What you need to do: Reproduce the rows from the line containing "Trace the outline of every instance of the forest" through the line containing "M 445 174 L", substituting "leafless trees" for "bare trees" and keeping everything else unchanged.

Input data:
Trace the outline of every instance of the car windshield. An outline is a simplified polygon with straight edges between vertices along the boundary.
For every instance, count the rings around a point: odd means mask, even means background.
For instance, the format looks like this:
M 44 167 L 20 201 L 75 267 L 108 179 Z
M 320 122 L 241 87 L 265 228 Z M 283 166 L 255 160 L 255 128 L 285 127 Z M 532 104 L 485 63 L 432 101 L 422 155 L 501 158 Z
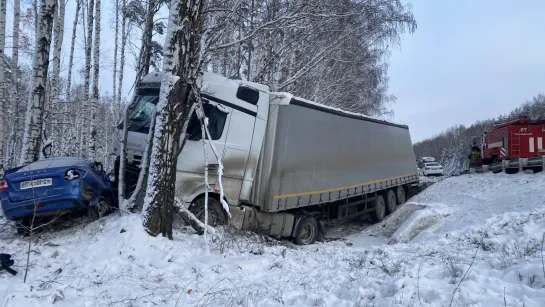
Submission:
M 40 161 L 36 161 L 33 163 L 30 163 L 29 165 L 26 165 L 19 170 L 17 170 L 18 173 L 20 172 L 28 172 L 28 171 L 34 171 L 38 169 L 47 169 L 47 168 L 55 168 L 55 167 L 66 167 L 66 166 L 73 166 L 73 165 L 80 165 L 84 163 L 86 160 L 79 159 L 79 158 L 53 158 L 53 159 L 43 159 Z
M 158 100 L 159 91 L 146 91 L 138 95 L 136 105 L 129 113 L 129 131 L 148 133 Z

* * *

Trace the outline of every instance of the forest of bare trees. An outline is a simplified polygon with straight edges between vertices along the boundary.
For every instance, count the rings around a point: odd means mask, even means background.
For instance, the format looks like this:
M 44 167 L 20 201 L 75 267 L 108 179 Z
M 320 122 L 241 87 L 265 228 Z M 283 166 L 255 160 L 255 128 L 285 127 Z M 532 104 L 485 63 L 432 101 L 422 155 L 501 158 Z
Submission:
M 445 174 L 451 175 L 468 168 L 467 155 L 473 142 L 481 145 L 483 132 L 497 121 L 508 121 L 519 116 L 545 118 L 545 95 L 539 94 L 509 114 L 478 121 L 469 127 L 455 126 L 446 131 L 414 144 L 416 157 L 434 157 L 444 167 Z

...

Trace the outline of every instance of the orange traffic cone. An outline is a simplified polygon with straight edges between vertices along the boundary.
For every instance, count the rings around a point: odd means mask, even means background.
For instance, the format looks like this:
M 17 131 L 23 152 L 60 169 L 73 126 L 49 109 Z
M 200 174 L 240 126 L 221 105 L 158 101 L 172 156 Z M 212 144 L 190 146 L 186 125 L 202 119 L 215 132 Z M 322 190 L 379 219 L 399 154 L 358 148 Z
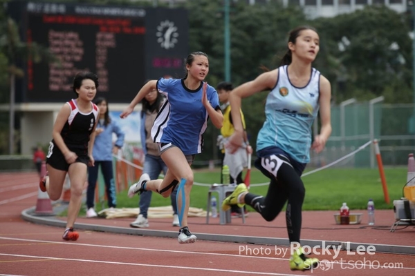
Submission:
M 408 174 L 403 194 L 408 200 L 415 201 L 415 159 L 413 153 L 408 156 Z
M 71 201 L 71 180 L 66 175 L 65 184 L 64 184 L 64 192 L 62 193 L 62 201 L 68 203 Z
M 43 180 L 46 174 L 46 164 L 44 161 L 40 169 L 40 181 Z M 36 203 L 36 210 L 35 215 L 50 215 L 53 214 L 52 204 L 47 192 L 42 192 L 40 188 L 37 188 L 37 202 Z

Response to this exercise:
Trace the outline of every instance of the forest of leafless trees. An outline is a simplified polygon with straight edges between vertices along the boundary.
For every instance, count the rings around a point: odd means mask, even means background.
For instance, the format looks like this:
M 44 167 L 20 201 L 75 267 L 108 179 Z
M 320 122 L 241 87 L 265 228 Z M 283 166 L 255 160 L 255 128 L 285 127 Z M 532 104 L 485 63 L 432 101 L 422 155 L 501 158 Z
Submission:
M 445 174 L 451 175 L 468 168 L 467 155 L 473 142 L 481 145 L 483 132 L 497 121 L 508 121 L 519 116 L 545 118 L 545 95 L 539 94 L 509 114 L 478 121 L 469 127 L 455 126 L 446 131 L 414 144 L 416 157 L 434 157 L 444 167 Z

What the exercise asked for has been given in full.